____ Data extract

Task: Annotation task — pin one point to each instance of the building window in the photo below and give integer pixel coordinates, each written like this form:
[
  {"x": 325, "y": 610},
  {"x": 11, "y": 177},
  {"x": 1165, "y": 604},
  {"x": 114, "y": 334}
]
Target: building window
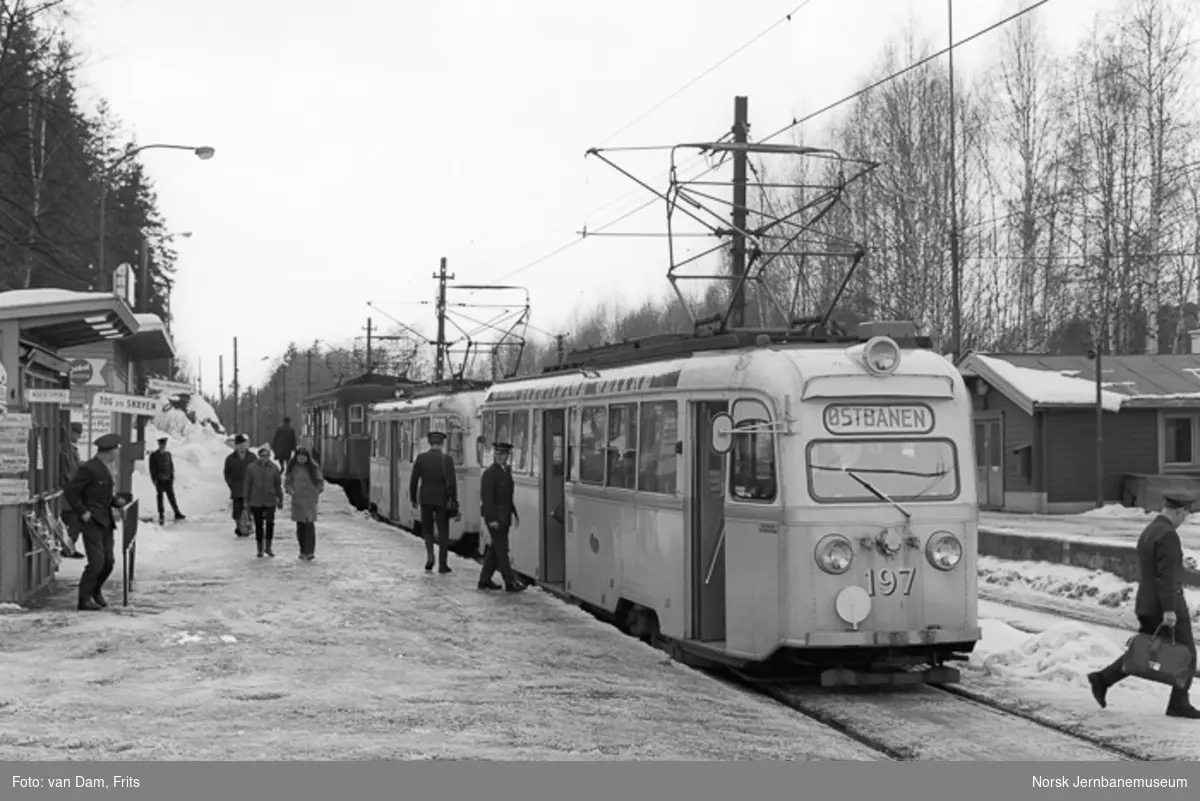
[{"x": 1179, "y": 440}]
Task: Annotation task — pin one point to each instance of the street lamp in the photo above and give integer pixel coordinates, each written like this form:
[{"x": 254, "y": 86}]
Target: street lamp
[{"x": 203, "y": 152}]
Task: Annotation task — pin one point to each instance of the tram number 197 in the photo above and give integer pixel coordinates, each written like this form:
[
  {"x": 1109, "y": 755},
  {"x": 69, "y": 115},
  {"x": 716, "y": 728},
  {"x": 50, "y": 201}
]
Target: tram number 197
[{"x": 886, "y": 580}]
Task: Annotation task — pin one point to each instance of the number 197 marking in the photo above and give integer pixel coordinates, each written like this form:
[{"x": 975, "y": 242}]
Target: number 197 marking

________

- Task goal -
Set out all the lines above as a Markdown table with two columns, No. and Line, giving each line its own numbered row. Skip blank lines and leave the pictures out.

- The solution -
| No. | Line |
|---|---|
| 1 | Task: Annotation task — pin one point to each instance of the building window in the photo below and give integer pixel coordinates, each written like this form: |
| 2 | [ |
| 3 |   {"x": 325, "y": 610}, |
| 4 |   {"x": 11, "y": 177}, |
| 5 |   {"x": 1165, "y": 604}, |
| 6 |   {"x": 114, "y": 334} |
| 7 | ] |
| 8 | Target: building window |
| 9 | [{"x": 1179, "y": 440}] |
| 10 | Task: Annotation task — pin one point to each instance of the street lamp in the photo above and give integer pixel coordinates, each written like this form: |
| 11 | [{"x": 254, "y": 86}] |
| 12 | Target: street lamp |
| 13 | [{"x": 203, "y": 152}] |
| 14 | Task: Annotation task — pin one point to each instance of the tram number 197 in the photo above and give integer pixel coordinates, each written like this form: |
| 15 | [ |
| 16 |   {"x": 1109, "y": 755}, |
| 17 |   {"x": 69, "y": 115}, |
| 18 |   {"x": 716, "y": 728}, |
| 19 |   {"x": 50, "y": 201} |
| 20 | ] |
| 21 | Target: tram number 197 |
| 22 | [{"x": 886, "y": 580}] |
| 23 | Task: Annotation task — pin one point to each instance of the number 197 marking in the photo above and give integer pixel coordinates, each written like this form: |
| 24 | [{"x": 975, "y": 242}] |
| 25 | Target: number 197 marking |